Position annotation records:
= = =
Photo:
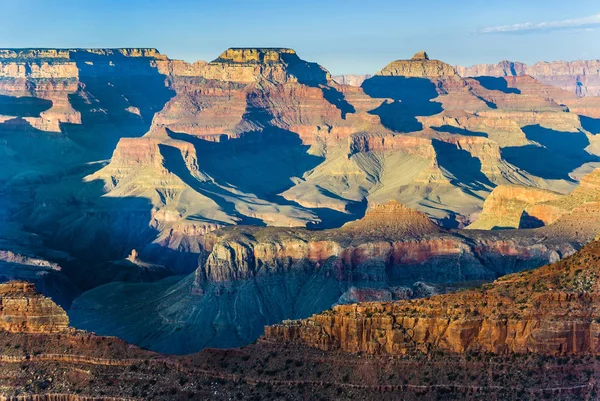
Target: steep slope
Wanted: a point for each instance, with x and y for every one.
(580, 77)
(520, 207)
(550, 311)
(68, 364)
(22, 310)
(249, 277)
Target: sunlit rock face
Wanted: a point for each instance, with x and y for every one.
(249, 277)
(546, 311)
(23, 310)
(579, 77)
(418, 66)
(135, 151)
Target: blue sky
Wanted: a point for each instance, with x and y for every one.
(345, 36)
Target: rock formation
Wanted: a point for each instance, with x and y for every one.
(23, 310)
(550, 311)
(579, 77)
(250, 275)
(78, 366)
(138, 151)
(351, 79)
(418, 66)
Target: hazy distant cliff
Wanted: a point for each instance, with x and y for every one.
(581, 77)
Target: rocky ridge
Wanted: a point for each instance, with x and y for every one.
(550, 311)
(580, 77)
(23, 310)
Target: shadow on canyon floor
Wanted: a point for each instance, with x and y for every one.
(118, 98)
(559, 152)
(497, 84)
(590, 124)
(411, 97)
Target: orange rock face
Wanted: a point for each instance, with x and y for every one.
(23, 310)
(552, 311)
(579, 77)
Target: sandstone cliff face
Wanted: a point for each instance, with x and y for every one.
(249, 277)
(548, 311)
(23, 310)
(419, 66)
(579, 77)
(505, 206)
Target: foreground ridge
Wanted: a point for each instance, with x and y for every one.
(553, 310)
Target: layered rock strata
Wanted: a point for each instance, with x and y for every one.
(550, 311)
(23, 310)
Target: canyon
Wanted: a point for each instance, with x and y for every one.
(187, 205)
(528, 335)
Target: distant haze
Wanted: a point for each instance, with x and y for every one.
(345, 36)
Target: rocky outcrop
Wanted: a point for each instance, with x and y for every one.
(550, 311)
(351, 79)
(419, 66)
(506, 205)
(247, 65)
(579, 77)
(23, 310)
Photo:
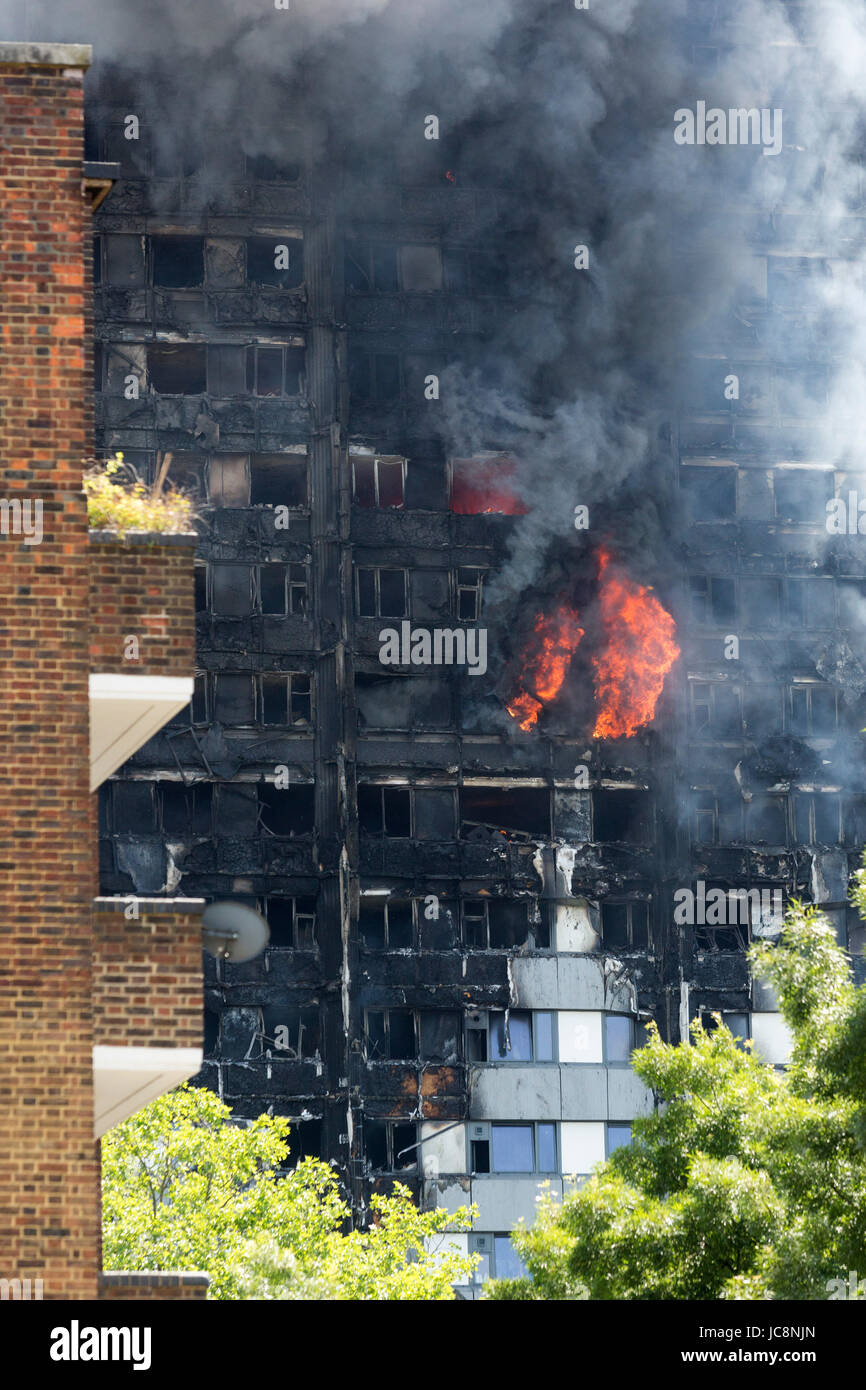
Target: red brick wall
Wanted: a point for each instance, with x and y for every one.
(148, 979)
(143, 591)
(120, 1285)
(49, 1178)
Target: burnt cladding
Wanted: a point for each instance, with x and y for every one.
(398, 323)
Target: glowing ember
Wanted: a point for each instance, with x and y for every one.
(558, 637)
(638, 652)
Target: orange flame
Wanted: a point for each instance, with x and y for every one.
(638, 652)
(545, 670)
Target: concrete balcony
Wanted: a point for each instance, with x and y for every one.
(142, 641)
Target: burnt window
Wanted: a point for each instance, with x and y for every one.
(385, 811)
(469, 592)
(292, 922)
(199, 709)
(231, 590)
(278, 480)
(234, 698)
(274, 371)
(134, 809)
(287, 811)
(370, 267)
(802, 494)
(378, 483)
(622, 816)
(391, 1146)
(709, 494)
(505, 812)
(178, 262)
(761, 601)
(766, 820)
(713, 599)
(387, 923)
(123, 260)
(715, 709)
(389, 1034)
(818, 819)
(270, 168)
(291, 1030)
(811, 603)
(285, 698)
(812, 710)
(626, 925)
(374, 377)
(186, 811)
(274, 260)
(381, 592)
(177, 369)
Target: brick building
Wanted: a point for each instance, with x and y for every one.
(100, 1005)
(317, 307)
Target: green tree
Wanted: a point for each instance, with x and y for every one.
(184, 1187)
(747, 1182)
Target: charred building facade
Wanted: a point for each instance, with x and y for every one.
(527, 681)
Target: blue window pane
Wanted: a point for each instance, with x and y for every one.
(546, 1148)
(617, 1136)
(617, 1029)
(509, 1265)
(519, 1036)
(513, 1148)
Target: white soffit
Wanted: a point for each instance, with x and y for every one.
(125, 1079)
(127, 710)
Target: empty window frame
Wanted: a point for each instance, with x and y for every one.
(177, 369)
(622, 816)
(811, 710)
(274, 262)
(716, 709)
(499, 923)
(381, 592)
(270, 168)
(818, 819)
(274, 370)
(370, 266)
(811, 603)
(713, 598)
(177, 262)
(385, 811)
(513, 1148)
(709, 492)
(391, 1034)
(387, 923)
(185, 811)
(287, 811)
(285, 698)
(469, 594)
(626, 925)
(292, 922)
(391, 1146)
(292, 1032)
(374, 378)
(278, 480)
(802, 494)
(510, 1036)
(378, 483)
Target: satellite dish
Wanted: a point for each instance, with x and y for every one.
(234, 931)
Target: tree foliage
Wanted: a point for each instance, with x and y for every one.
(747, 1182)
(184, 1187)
= = =
The problem:
Reproduce the listing above exactly from the line containing "Target: brick building" through its last line, with both of those lines included.

Reply:
Target: brick building
Wanted: a point for each instance, with x and y for every one.
(100, 1005)
(317, 307)
Target: green tree
Wanted: a point for each instance, with x and y for every one.
(184, 1187)
(747, 1182)
Target: charred building facade
Wanted: a point for each instance, with x and y for every one.
(527, 681)
Target: blue window pane
Wanted: a point for each instance, with x and y for every one.
(546, 1148)
(617, 1136)
(617, 1029)
(509, 1265)
(519, 1036)
(513, 1148)
Target: white soffit
Wanted: a point for each instance, with x and y for every one.
(125, 1079)
(127, 710)
Target: empty window frame
Wanted: a point for each instance, with x and y for every one.
(177, 369)
(622, 816)
(811, 710)
(274, 262)
(716, 709)
(499, 923)
(381, 592)
(270, 168)
(818, 819)
(274, 370)
(370, 266)
(811, 603)
(713, 598)
(177, 262)
(385, 811)
(513, 1148)
(709, 492)
(391, 1034)
(387, 923)
(185, 811)
(287, 811)
(285, 698)
(469, 594)
(626, 925)
(292, 922)
(391, 1146)
(292, 1032)
(374, 378)
(278, 480)
(802, 494)
(510, 1036)
(378, 483)
Target: satellite dish
Wanted: a point for each instance, with x and y for every one.
(234, 931)
Target: tree foliage
Wanted: a point for each instance, with x and y for every one.
(747, 1182)
(184, 1187)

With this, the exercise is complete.